## OBJECTIVE:
Write every record out again exactly as given.

## RECORDED DATA:

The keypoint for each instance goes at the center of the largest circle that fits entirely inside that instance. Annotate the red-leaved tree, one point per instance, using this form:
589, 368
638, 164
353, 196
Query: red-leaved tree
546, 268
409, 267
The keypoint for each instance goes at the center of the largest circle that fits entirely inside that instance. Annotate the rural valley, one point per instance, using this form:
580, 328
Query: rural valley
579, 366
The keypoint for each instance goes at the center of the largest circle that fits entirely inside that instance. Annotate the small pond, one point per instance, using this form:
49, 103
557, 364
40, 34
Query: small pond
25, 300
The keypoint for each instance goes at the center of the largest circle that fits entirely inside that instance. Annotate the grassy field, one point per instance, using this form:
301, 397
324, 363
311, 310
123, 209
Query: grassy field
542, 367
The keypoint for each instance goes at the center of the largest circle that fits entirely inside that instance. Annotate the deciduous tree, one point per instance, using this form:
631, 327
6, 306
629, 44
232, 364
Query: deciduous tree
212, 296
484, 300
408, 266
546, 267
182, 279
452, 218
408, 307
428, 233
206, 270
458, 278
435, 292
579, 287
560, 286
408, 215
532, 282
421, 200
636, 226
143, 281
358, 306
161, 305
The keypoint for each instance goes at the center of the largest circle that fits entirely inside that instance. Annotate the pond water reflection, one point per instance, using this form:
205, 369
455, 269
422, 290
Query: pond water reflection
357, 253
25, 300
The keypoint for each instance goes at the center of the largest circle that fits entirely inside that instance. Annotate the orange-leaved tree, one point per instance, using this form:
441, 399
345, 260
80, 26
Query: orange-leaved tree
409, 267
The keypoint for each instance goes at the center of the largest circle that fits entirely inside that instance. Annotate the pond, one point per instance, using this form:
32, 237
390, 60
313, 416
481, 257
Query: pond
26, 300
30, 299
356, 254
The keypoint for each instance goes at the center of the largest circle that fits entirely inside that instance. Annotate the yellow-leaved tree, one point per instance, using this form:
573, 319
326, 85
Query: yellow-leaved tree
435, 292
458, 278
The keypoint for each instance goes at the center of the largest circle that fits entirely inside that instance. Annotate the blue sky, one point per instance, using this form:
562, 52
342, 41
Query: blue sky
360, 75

## RESULT FOR THIS TASK:
The keypoint for each instance goes at the center of the largest circle that fits entirely inside that instance. Annotate the red-leaved tree, one point per instance, using this form:
589, 368
638, 164
353, 196
Query: red-leaved tree
546, 268
409, 267
The keypoint for each instance goes at the center of the largest circle that fits entirely inside that instance. Annotate the rural valley, one point per instance, using this form:
580, 328
Query: rural valley
579, 366
The keypoint for each instance goes at the center of the largest circle that fits entirely inside that instance. Annotate the small pond, one point per instance, using this form:
49, 103
557, 364
40, 34
Query: small pond
25, 300
The keypoint for each instance goes at the center of the largest circle that fits entirely inside that instance. Annotate the grassy field, one point per instance, using this form:
301, 397
324, 363
311, 310
123, 209
Query: grassy field
542, 367
The keypoint for each instance goes at the center of the largest circle that fits entirely inside that instance. Annotate the deciduous tree, one point per instance, using this form:
631, 327
6, 306
629, 44
232, 364
Query: deciduous tree
212, 296
484, 300
408, 266
546, 267
182, 279
452, 218
408, 307
428, 233
206, 270
458, 278
435, 292
579, 287
560, 286
408, 215
532, 282
421, 200
636, 226
143, 281
358, 306
161, 305
The keypoint for each instance goes at the center of the largest circle that fits entirely inside that instance. Annotate the pond water reflection, one point per instance, using this form:
205, 369
455, 269
422, 290
Query: pond water reflection
357, 253
25, 300
The keypoint for each instance goes at the center of the largest circle that fits entirely inside that instance. Annotate the orange-leaved tree, one point per instance, using this form:
441, 399
345, 260
80, 26
Query: orange-leaved tree
409, 267
The keypoint for each instance goes at the center of the largest circle that fits entirely inside that instance. Annotate the pond, one point per instance, using this form:
32, 237
390, 60
313, 416
481, 257
Query: pond
26, 300
30, 299
356, 254
The keypoint for each instance goes at the center of the largest circle that fits entirely inside that instance. Annotate the yellow-leaved tree, one point per instance, using this form:
573, 319
326, 85
Query: yellow-leaved tree
435, 292
458, 278
The keypoint for each instance goes at the center of the largest circle that fits entirely inside that instance. Annotate the blue sky, one point per instance, using this form:
562, 52
342, 41
Query: blue sky
360, 75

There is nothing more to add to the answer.